====== DATASET RECORDS ======
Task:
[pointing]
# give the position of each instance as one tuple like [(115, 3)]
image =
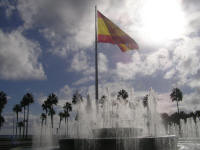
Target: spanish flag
[(108, 32)]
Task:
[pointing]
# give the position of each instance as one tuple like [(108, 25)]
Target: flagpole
[(96, 62)]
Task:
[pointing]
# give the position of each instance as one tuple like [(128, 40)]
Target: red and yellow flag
[(108, 32)]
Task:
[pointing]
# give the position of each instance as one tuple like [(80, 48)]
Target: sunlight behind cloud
[(162, 20)]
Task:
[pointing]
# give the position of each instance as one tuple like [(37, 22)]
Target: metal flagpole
[(96, 61)]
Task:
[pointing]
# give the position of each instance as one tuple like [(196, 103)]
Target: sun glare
[(162, 20)]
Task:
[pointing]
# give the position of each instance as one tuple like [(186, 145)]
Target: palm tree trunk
[(67, 128), (41, 131), (177, 107), (179, 120), (27, 121), (45, 123), (16, 123), (20, 131), (59, 123), (52, 121), (24, 123)]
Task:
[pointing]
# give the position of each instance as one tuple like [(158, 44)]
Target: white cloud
[(19, 57), (103, 63), (84, 80), (67, 26), (80, 62), (144, 64)]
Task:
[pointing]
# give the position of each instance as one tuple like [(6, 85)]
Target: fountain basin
[(124, 143), (117, 132)]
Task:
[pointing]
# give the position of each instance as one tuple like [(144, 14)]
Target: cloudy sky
[(48, 46)]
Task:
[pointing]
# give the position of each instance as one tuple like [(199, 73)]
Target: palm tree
[(28, 98), (20, 125), (42, 117), (2, 120), (77, 98), (194, 116), (23, 104), (51, 113), (165, 120), (146, 104), (3, 102), (177, 96), (51, 101), (67, 108), (17, 108), (122, 94), (45, 108), (61, 115)]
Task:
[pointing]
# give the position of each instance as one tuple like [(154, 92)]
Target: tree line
[(49, 104)]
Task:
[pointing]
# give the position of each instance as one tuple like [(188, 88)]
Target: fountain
[(118, 124)]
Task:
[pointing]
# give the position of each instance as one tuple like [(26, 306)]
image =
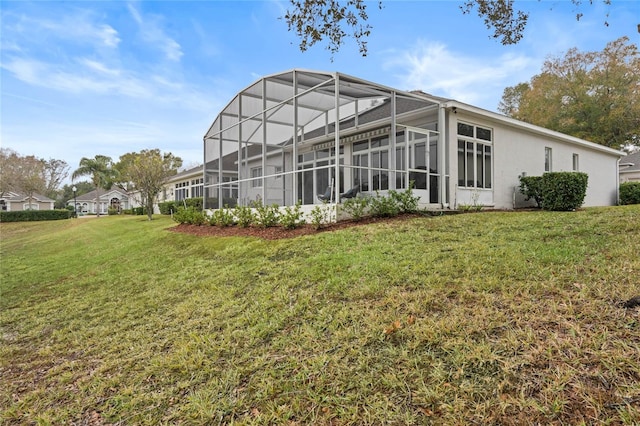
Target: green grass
[(505, 318)]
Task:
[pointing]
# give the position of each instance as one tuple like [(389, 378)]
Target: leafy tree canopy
[(29, 174), (146, 171), (100, 169), (337, 20), (590, 95)]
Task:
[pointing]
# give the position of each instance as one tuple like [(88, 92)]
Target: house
[(301, 135), (630, 168), (114, 198), (18, 201), (185, 184)]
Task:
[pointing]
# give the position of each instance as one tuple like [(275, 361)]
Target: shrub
[(189, 215), (562, 191), (292, 216), (356, 207), (321, 215), (266, 216), (406, 201), (244, 216), (34, 215), (192, 202), (167, 207), (222, 217), (531, 187), (382, 206), (630, 193)]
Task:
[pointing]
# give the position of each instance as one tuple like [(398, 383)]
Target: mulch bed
[(278, 232)]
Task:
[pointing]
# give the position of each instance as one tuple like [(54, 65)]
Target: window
[(197, 188), (547, 159), (181, 191), (256, 172), (474, 156), (230, 189)]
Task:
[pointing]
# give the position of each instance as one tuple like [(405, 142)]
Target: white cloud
[(478, 80), (154, 35), (79, 27)]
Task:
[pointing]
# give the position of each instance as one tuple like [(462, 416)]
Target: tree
[(29, 174), (591, 95), (337, 20), (100, 168), (55, 171), (147, 172)]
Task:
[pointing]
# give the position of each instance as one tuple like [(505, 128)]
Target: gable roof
[(194, 171), (630, 163), (532, 128), (91, 196)]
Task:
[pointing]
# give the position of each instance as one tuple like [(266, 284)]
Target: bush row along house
[(310, 136), (18, 201)]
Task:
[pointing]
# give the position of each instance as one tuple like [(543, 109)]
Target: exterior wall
[(517, 151), (17, 206), (633, 176)]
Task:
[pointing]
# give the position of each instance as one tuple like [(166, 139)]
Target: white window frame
[(478, 149), (256, 174), (548, 159)]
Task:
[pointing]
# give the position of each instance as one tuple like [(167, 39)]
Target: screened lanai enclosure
[(319, 137)]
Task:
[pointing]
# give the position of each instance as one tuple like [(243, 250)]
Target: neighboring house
[(185, 184), (114, 198), (278, 140), (17, 201), (630, 168)]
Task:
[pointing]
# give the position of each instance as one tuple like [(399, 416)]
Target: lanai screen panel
[(259, 132)]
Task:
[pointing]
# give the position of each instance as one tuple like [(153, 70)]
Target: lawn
[(480, 318)]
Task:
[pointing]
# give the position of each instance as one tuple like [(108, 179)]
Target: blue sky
[(109, 77)]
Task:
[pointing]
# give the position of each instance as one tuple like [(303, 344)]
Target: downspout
[(294, 160), (337, 141), (264, 141), (392, 143), (239, 149), (443, 155)]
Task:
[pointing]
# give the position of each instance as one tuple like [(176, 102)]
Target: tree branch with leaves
[(147, 172)]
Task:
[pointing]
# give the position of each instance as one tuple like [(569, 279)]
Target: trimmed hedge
[(531, 187), (560, 191), (167, 207), (35, 215), (563, 191), (630, 193)]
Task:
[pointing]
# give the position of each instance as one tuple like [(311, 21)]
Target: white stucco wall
[(517, 151)]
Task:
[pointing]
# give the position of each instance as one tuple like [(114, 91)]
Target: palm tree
[(101, 172)]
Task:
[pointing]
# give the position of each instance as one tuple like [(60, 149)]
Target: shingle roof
[(19, 196), (91, 196), (634, 163)]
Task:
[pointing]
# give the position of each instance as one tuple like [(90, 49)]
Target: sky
[(86, 78)]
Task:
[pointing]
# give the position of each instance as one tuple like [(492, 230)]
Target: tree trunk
[(150, 206)]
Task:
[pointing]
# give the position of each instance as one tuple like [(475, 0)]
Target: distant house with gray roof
[(17, 201)]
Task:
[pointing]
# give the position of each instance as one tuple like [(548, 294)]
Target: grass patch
[(492, 318)]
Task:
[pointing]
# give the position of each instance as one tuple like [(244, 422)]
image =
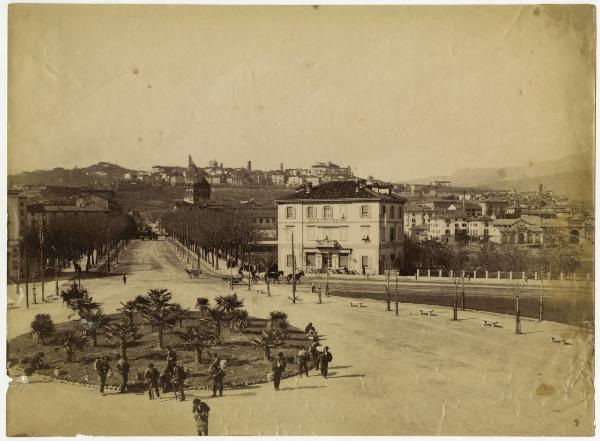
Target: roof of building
[(349, 189)]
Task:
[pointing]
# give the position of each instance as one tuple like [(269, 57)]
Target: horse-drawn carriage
[(74, 292)]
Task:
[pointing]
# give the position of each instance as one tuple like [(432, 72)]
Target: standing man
[(151, 375), (123, 368), (102, 367), (309, 329), (278, 369), (217, 374), (171, 359), (314, 352), (201, 410), (303, 357), (326, 358), (177, 379)]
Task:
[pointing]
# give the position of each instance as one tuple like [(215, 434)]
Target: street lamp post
[(293, 271), (41, 235), (26, 273), (396, 293)]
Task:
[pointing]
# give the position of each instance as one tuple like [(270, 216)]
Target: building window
[(365, 232), (365, 260), (344, 233), (289, 232)]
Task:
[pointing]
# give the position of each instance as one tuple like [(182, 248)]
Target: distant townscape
[(341, 221)]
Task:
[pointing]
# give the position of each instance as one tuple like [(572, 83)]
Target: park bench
[(235, 280)]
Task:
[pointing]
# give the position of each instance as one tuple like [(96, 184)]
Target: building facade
[(340, 224)]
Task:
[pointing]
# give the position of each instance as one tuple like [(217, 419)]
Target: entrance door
[(327, 260)]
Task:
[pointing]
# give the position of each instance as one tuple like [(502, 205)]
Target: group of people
[(320, 359), (174, 375)]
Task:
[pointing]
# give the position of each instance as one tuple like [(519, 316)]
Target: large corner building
[(341, 224)]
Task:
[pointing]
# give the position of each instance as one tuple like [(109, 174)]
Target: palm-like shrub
[(238, 318), (42, 328), (218, 316), (278, 320), (158, 313), (197, 338), (129, 308), (70, 341), (202, 305), (269, 339), (125, 334), (229, 303), (93, 322)]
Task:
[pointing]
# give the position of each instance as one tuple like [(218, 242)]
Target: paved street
[(406, 375)]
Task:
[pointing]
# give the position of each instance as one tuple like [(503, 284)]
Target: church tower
[(197, 192)]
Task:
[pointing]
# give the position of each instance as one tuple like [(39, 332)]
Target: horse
[(274, 276), (295, 276)]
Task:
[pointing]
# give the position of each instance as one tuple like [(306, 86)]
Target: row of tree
[(229, 233), (487, 256), (62, 239)]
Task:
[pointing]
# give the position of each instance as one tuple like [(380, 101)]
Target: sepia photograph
[(300, 220)]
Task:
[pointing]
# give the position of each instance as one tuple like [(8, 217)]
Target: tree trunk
[(160, 338), (123, 349)]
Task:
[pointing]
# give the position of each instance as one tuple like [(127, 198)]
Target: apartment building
[(341, 224)]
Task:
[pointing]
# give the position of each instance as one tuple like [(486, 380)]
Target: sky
[(397, 92)]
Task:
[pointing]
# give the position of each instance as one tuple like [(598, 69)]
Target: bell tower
[(197, 191)]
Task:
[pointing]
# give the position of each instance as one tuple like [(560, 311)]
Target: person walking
[(102, 367), (217, 374), (278, 368), (326, 358), (151, 375), (303, 357), (178, 377), (200, 410), (314, 352), (123, 368), (309, 329), (171, 360)]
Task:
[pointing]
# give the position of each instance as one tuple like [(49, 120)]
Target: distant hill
[(572, 176), (100, 173)]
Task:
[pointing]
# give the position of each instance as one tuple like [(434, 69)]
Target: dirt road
[(406, 375)]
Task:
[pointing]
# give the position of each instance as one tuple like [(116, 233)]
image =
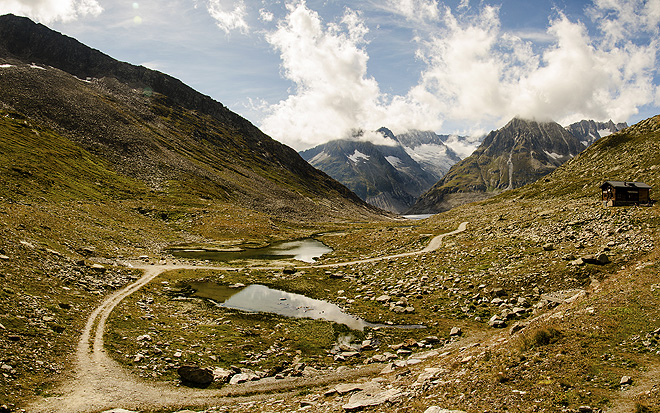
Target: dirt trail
[(100, 383)]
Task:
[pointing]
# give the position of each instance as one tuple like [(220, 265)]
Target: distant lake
[(259, 298), (306, 250)]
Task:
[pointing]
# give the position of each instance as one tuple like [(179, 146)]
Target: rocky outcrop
[(384, 176), (195, 375), (151, 127)]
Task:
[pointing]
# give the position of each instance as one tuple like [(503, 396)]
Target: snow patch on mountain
[(357, 155), (394, 161)]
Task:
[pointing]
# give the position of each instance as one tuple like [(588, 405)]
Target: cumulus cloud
[(417, 10), (266, 15), (48, 11), (475, 72), (333, 94), (229, 15)]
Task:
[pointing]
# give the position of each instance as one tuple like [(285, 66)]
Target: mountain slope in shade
[(384, 176), (151, 128), (631, 154), (588, 131), (517, 154)]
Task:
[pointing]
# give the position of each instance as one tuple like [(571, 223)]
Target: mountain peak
[(517, 154)]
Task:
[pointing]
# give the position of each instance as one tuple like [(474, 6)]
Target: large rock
[(436, 409), (195, 375), (372, 395)]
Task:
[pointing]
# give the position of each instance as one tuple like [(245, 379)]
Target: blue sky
[(310, 71)]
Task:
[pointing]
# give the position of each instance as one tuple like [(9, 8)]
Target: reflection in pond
[(259, 298), (417, 217), (306, 250)]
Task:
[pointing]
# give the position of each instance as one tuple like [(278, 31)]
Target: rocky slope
[(517, 154), (149, 127), (429, 150), (389, 177)]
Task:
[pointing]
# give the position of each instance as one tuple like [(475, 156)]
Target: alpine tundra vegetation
[(537, 299)]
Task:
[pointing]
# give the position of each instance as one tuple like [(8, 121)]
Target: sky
[(310, 71)]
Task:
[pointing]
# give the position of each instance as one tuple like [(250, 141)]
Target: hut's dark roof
[(626, 184)]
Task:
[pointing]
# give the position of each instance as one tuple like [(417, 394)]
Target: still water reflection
[(306, 250), (259, 298)]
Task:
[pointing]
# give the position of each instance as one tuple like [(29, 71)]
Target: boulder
[(221, 375), (436, 409), (195, 375), (496, 322), (456, 332), (372, 395)]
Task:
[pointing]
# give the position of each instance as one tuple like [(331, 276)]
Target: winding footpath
[(100, 383)]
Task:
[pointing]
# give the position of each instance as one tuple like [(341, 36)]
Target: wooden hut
[(617, 193)]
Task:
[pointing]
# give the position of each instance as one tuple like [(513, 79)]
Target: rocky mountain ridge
[(517, 154), (389, 177), (153, 128), (589, 131)]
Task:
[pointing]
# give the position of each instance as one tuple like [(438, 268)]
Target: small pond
[(259, 298), (417, 217), (307, 250)]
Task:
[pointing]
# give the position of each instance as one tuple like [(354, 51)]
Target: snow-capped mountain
[(389, 177)]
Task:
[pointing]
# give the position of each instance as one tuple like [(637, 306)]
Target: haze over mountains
[(389, 177), (105, 165), (519, 153), (152, 129)]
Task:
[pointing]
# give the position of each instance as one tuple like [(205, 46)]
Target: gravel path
[(100, 383)]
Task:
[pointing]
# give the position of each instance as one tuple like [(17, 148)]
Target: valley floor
[(577, 334)]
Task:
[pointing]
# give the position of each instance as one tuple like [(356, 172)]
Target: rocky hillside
[(145, 126), (517, 154), (389, 177), (632, 154), (589, 131)]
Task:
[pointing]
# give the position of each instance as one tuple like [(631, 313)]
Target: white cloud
[(48, 11), (266, 15), (333, 94), (416, 10), (229, 15), (475, 72)]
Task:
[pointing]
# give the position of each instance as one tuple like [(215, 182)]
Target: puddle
[(259, 298), (307, 250), (417, 217)]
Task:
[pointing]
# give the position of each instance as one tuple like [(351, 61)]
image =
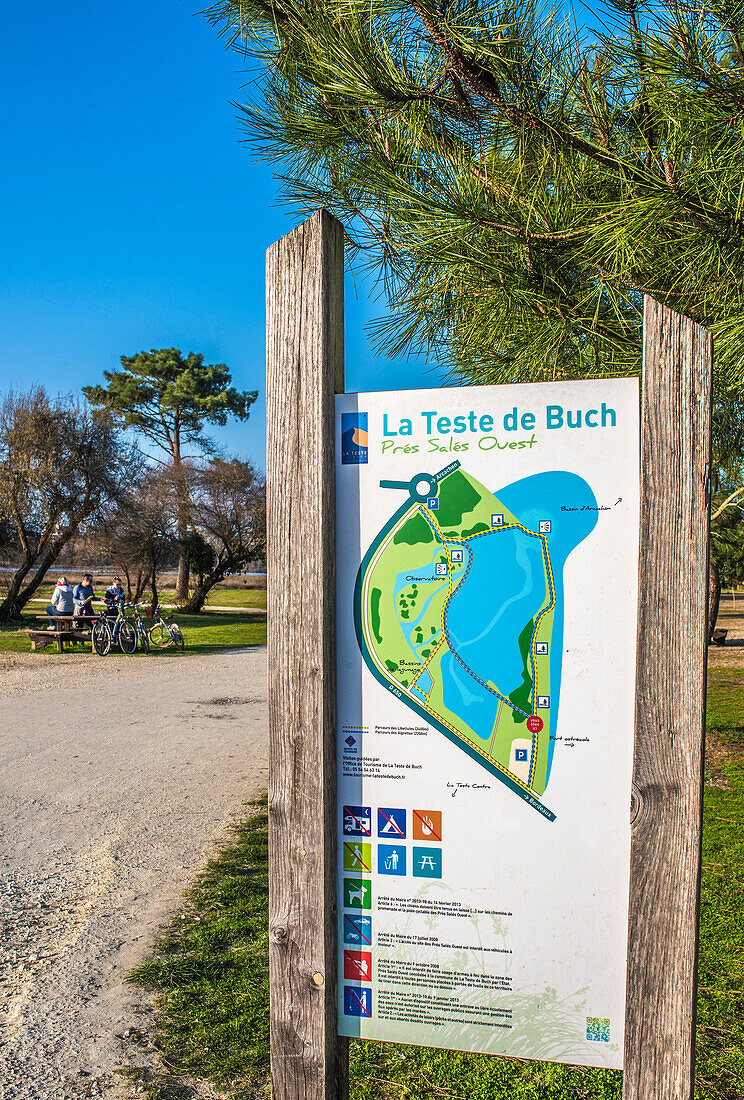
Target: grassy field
[(223, 597), (209, 970), (204, 634)]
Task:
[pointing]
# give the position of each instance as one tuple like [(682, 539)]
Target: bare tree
[(141, 535), (63, 465), (229, 520)]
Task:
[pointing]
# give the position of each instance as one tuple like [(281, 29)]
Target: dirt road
[(117, 777)]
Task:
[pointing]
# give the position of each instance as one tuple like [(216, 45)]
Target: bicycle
[(108, 633), (142, 637), (164, 633)]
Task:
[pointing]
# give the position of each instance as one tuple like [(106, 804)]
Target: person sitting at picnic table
[(62, 601), (84, 596), (115, 597)]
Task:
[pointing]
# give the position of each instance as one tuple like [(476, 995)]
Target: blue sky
[(131, 216)]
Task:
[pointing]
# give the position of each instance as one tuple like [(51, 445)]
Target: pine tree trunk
[(182, 580), (713, 596)]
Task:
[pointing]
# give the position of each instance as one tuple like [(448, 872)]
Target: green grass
[(210, 975), (236, 597), (204, 634), (223, 597)]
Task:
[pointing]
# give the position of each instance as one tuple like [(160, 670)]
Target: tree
[(63, 466), (229, 516), (140, 536), (168, 399), (520, 185), (726, 499)]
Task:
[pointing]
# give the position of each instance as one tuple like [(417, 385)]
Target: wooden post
[(304, 371), (670, 707)]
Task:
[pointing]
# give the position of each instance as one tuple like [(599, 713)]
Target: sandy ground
[(107, 812)]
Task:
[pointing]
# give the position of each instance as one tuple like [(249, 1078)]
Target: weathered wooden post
[(305, 370), (670, 708)]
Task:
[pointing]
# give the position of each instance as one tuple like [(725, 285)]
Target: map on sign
[(459, 612)]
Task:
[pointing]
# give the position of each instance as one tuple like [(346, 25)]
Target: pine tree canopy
[(170, 397), (520, 184)]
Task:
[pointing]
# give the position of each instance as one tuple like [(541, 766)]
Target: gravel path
[(117, 777)]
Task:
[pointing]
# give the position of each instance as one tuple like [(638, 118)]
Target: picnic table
[(67, 628)]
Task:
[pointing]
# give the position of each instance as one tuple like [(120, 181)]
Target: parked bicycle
[(164, 631), (142, 636), (109, 631)]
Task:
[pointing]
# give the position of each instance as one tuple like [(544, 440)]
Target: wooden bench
[(66, 629)]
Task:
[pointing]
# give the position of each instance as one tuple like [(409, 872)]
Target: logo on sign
[(358, 930), (357, 1001), (427, 825), (353, 439), (358, 821), (358, 966), (391, 859), (357, 893), (358, 857), (426, 862)]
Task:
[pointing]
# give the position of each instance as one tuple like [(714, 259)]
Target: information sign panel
[(487, 595)]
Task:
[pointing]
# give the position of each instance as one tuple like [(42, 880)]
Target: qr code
[(598, 1031)]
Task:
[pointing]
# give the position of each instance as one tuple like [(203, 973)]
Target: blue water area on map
[(543, 496), (424, 684), (503, 590), (505, 587), (419, 575)]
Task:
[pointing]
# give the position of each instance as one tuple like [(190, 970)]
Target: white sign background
[(521, 947)]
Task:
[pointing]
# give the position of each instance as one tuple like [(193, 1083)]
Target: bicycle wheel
[(127, 637), (100, 637), (160, 636)]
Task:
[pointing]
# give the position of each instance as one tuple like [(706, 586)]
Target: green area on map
[(456, 614)]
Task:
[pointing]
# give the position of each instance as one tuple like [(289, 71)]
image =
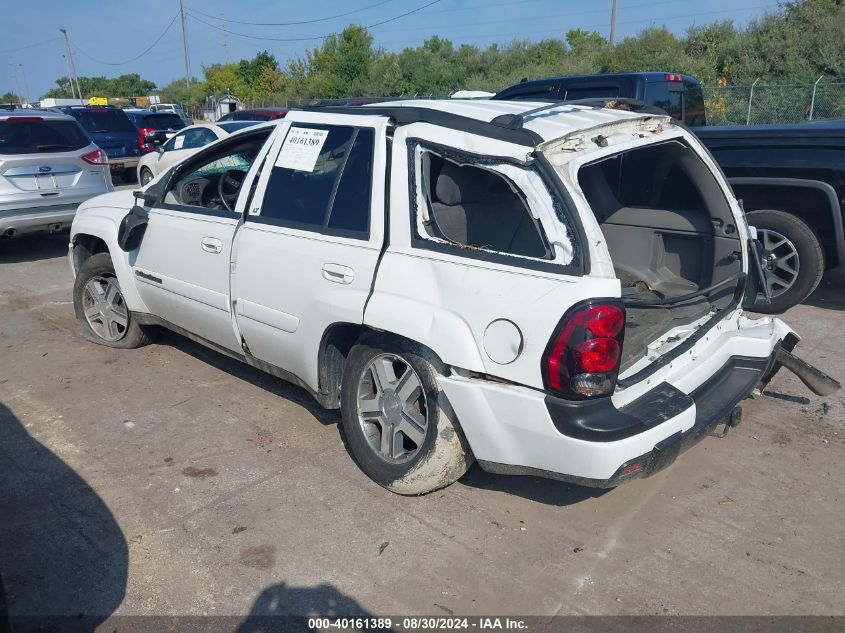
======
- **WHAT IS EXPECTED**: Arrange the lines of the entries, from the first line through the line with "121), (24, 123)]", into a Markdown table with the columns Row and Line. Both of those lines are included; put each nonblank line in its own numbered row, and leave out the pictures.

- **CORRECT RESPONSE**:
| Row | Line |
|---|---|
| 1 | Task: |
| 2 | [pointing] |
| 3 | # give the position of each instance as one tuple like [(115, 3)] |
| 4 | image = |
| 5 | Target: spanish flag |
| 6 | [(108, 32)] |
| 7 | Task: |
| 8 | [pointing] |
| 9 | # give the position of each instance as one tuple like [(108, 25)] |
| 10 | Target: flagpole |
| 11 | [(96, 62)] |
| 12 | Task: |
| 13 | [pointing] |
| 14 | # give the position of each instance as one tuple like [(128, 40)] |
| 15 | Target: red and yellow flag |
| 16 | [(108, 32)] |
| 17 | Task: |
| 18 | [pointing] |
| 19 | # give the position of each instance as one tuple like [(80, 48)] |
| 20 | Target: sunlight behind cloud |
| 21 | [(162, 20)] |
| 22 | Task: |
| 23 | [pointing] |
| 24 | # give the position of each instance as one tuple like [(37, 22)] |
| 25 | Target: metal flagpole |
| 26 | [(96, 61)] |
| 27 | Task: |
| 28 | [pointing] |
| 29 | # give the position of each instance as one tuple like [(196, 103)] |
| 30 | Target: sun glare |
| 31 | [(162, 20)] |
| 32 | Task: |
| 33 | [pointing] |
| 34 | # give the position of each instance as one tuple like [(186, 145)] |
| 35 | Target: palm tree trunk |
| 36 | [(67, 128), (41, 131), (177, 107), (179, 120), (27, 121), (45, 123), (16, 123), (20, 131), (59, 123), (52, 121), (24, 123)] |